*TO DO*
A) In the sleep study abstract, what were the in-bed hours for the short sleep condition?
B) From the sleep study abstract, set down the passage starting with "Abstract P203: Restricting" and going on through "a high-fat meal.".
C) List every one-hour time span that the sleep study abstract gives for when EE was significantly higher in the short sleep condition than in the habitual sleep condition.

---------- DOCUMENT SEGMENT ----------

Abstract P203: Restricting Sleep Duration Alters Resting and Postprandial Respiratory Quotient, but has Minimal Effects on Overall Energy Expenditure
Introduction: Epidemiological evidence has demonstrated a link between short sleep and obesity. Clinical studies suggest a role of increased energy intake in this relationship, whereas the contributions of energy expenditure (EE) and substrate utilization are less clearly defined. Our aim was to investigate the effects of short sleep on EE and respiratory quotient (RQ) during sleep, basal conditions, and in response to a high-fat meal.
Methods: Seven females (age and BMI: 27.4 ± 8.1 years and 26.2 ± 1.6 kg/m2, respectively) participated in a randomized, crossover study lasting 4 days. Participants were studied under two separate conditions: short (4 h/night; time in bed 0100-0500 h) and habitual (8 h/night; time in bed 2300-0700 h) sleep. Meals were served at 0800, 1200, and 1900 h, with a snack at 1600 h. Data included 24-h EE and sleep metabolic rate (SMR) from the metabolic chamber and fasting resting metabolic rate (RMR) and postprandial energy expenditure (PPEE) over a 6 h period after consumption of a high-fat breakfast on day 4. Results are expressed as mean ± SD.
Results: Total 24-h EE was 1,907 ± 229 kcal and 1,830 ± 63 kcal for short and habitual sleep, respectively (p=0.084, paired t-test). Mean SMR was 0.967 ± 0.19 kcal/min throughout the 4-h sleep period and 0.895 ± 0.09 kcal/min throughout the 8-h sleep period (p=0.211, paired t-test). When we examined the 8-h period spanning the sleep episode during the habitual sleep phase, there was a significant sleep condition x time interaction for EE (p<0.001). During the short sleep phase, this measurement included 4 h of sleep and 4 h of non-sleep time. Specifically, EE in the short sleep condition was significantly higher than in the habitual sleep condition mostly during non-sleep times: at 0000-0100, 0100-0200, 0500-0600, and 0600-0700 h, resulting in an increase of 0.21 ± 0.19 kcal/min (p=0.009) throughout the full 8-h period. RQ significantly declined across the 2300-0700 time period (p<0.001), but did not differ between conditions. RMR after 3 nights of short vs. habitual sleep did not differ between conditions, whereas fasting RQ was significantly lower (p=0.026) after short vs. habitual sleep. Postprandial RQ and PPEE did not differ between conditions. The postprandial RQ peak was significantly reduced in short vs. habitual sleep (p=0.008, paired t-test).
Conclusions: We demonstrate here that short sleep results in increased EE during nocturnal hours spent awake, but does not significantly alter SMR. Over the 24-h period, however, it results in a slight increase in EE, which was not significant with this sample size. These findings imply that the greater prevalence of obesity in individuals with short sleep observed in epidemiological studies is most likely attributable to greater food intake that is not offset by the small increase in EE associated with greater time spent awake.
- © 2013 by American Heart Association, Inc.

---------- DATA FOR REVIEW ----------

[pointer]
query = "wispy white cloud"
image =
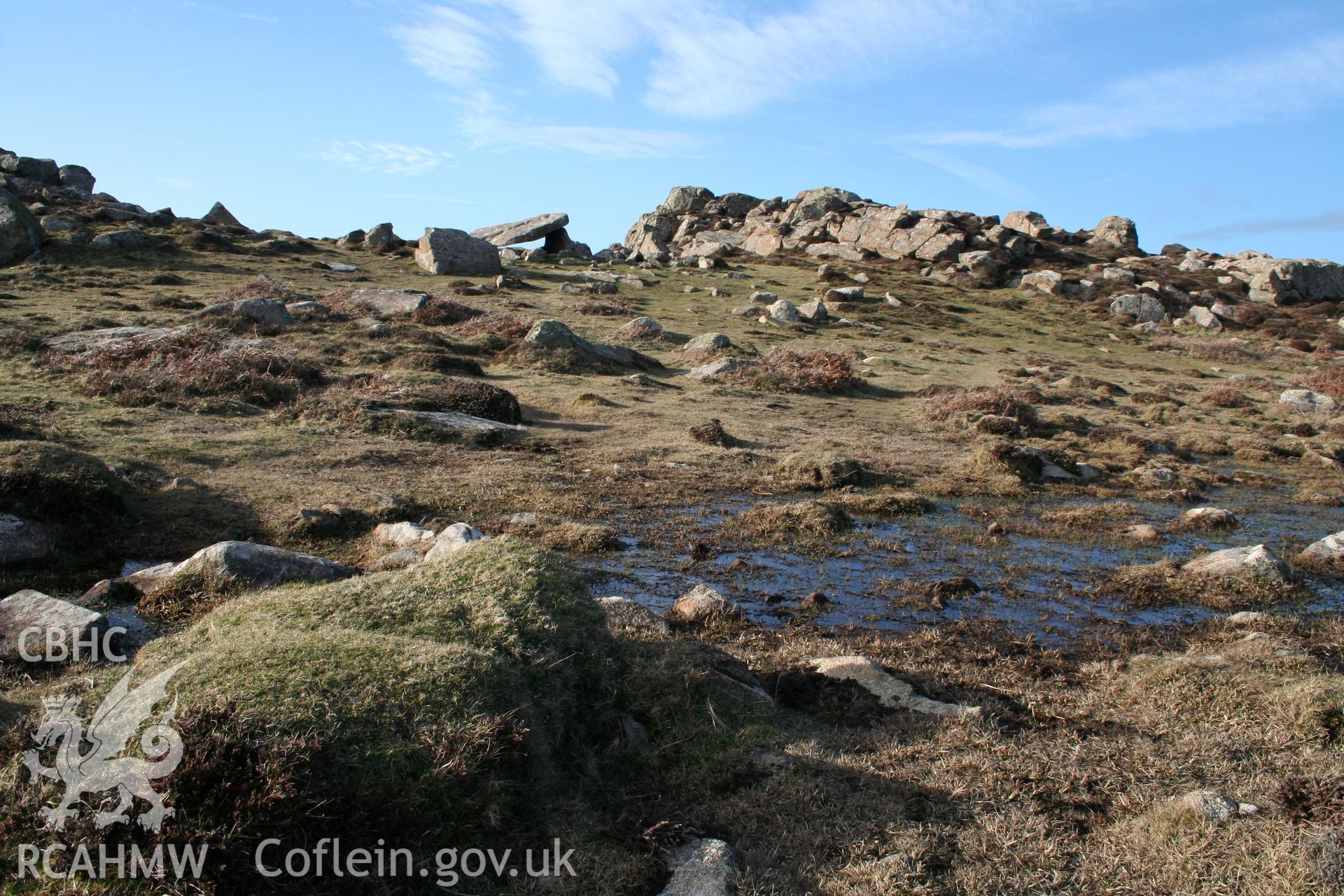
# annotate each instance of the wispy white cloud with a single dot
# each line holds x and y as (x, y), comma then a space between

----------

*SOLUTION SET*
A) 0100-0500 h

B)
Abstract P203: Restricting Sleep Duration Alters Resting and Postprandial Respiratory Quotient, but has Minimal Effects on Overall Energy Expenditure
Introduction: Epidemiological evidence has demonstrated a link between short sleep and obesity. Clinical studies suggest a role of increased energy intake in this relationship, whereas the contributions of energy expenditure (EE) and substrate utilization are less clearly defined. Our aim was to investigate the effects of short sleep on EE and respiratory quotient (RQ) during sleep, basal conditions, and in response to a high-fat meal.

C) 0000-0100 h, 0100-0200 h, 0500-0600 h, 0600-0700 h